- AUSGANGSTEXT -
┏━━

Stefanie Berk (links) und Iris Braun (rechts) bei der Vorstellung der „Lieblingsgast-Schokolade“ in Frankfurt am Main. © Christoph Boeckheler

Stefanie Berk von der Deutschen Bahn und Iris Braun von Share sprechen über Hürden bei der Nachhaltigkeit, die Zusammenarbeit zwischen großen und kleinen Unternehmen und Schokolade in der ersten Klasse.

Die recycelbaren Wasserflaschen von Share befinden sich schon seit 2020 an Bord der Fernzüge der Deutschen Bahn. Jetzt stellen die beiden Unternehmen in Kooperation auch das Gastgeschenk in den Fernzugwagen der ersten Klasse: ein kleines Stück Schokolade. Share versteht sich als „Social Impact Unternehmen“ und arbeitet nach dem sogenannten 1+1-Prinzip: Beim Kauf eines Produktes wird gleichermaßen an verschiedene soziale Projekte gespendet. Mit den Spenden aus der „Lieblingsgast-Schokolade“ unterstützen die zwei Unternehmen jetzt die Tafeln in Deutschland. Pro verteiltes Täfelchen soll eine Portion Lebensmittel gerettet werden. Die Deutsche Bahn sieht das neue Gastgeschenk als einen weiteren Schritt in ihrer „grünen Transformation“. Aber wie viel macht ein kleines Stück Schokolade dabei wirklich aus? Ein Gespräch mit Iris Braun von Share und Stefanie Berk von der DB über deren Nachhaltigkeitsziele und darüber, wie eine Zusammenarbeit zwischen einem relativ jungen Unternehmen und dem Konzernriesen funktioniert.

Frau Braun, wann ist ein Unternehmen nachhaltig, und wann geht es nur um das Image?

┗━━

- AUFGABENSTELLUNG -
• 1. Seit welchem Jahr gibt es laut dem Text über die Lieblingsgast-Schokolade die Wasserflaschen von Share in den Fernzügen der Deutschen Bahn?
• 2. Setzen Sie den Text über die Lieblingsgast-Schokolade im Anschluss an seinen letzten Satz fort.

- DATENLISTE -

┏━━

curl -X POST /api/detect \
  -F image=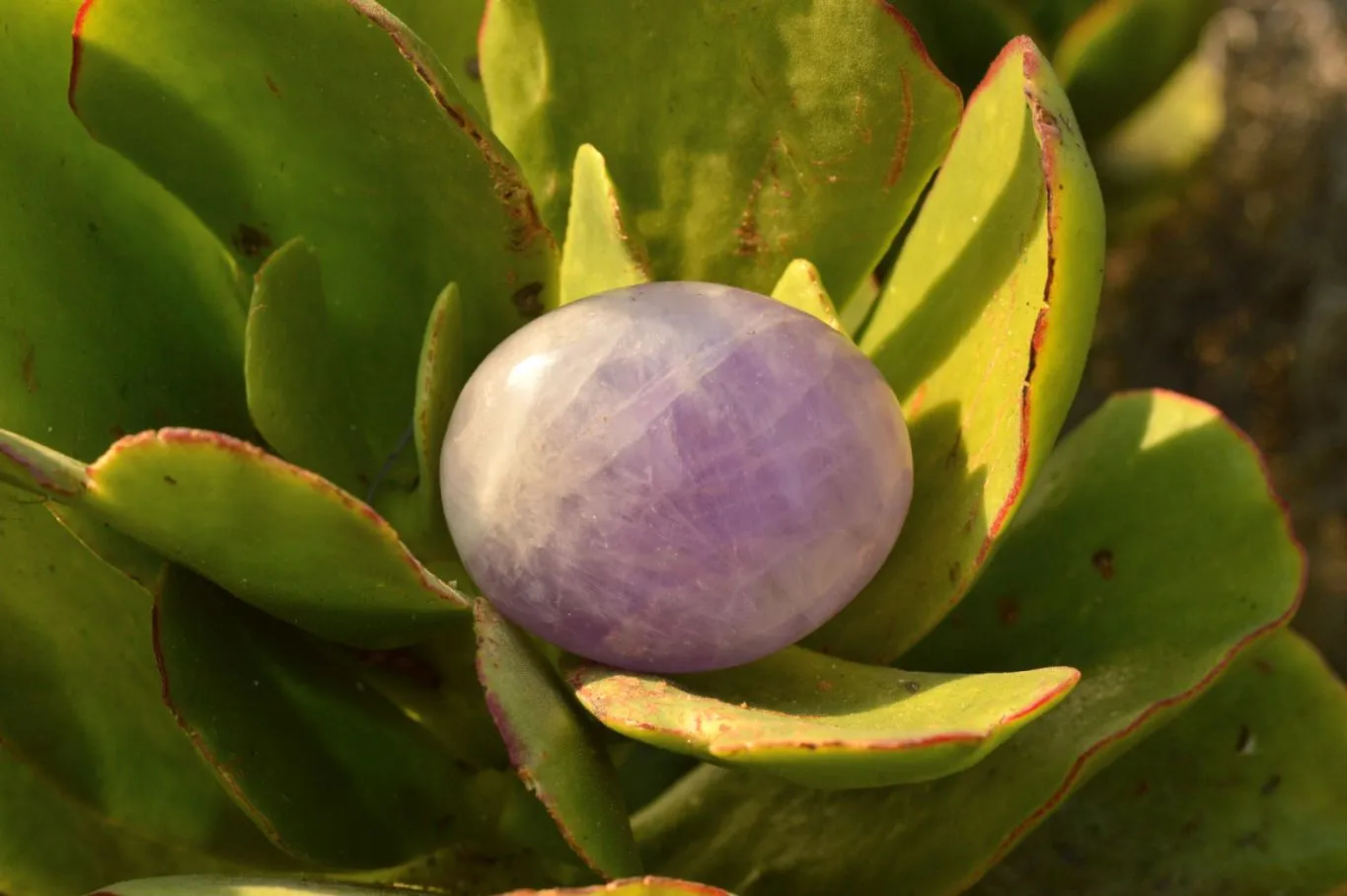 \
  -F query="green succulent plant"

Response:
[0,0,1347,896]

┗━━

- LÖSUNGEN -
• 1. Seit 2020.

• 2.
Braun: Wir als Share sind als Social Impact Unternehmen aufgestellt und das bedeutet für uns, dass wir wirtschaftliche Ziele und gesellschaftliche Ziele gleichermaßen priorisieren. Je mehr der nachhaltige Gedanke und die Ziele tatsächlich im Kerngeschäft des Unternehmens verankert sind, umso nachhaltiger ist es dann auch. Letztendlich geht es aber darum, dass Nachhaltigkeit nicht als Last empfunden wird, sondern idealerweise das gesamte Mindset und die Herangehensweise ändert, wie man im Geschäft operiert.

Und wie sehen Sie das, Frau Berk?

Berk : Die Deutsche Bahn ist eines der nachhaltigsten Unternehmen Deutschlands, und letztendlich ist jede Bahnfahrt aktiver Klimaschutz. Viele Menschen haben nach wie vor nicht auf dem Schirm, dass insbesondere der Fernverkehr schon seit 2018 mit 100 Prozent Ökostrom unterwegs ist. Das heißt noch nicht, dass wir als Gesamtunternehmen klimaneutral sind. Bis 2040 werden wir das auch mit dem gesamten Bahnkonzern erreicht haben. Wir schauen uns dahingehend alle Aspekte unserer Wertschöpfung an und haben einen Masterplan, wie wir die grüne Transformation unseres Unternehmens vorantreiben.

Wo setzen Sie da an?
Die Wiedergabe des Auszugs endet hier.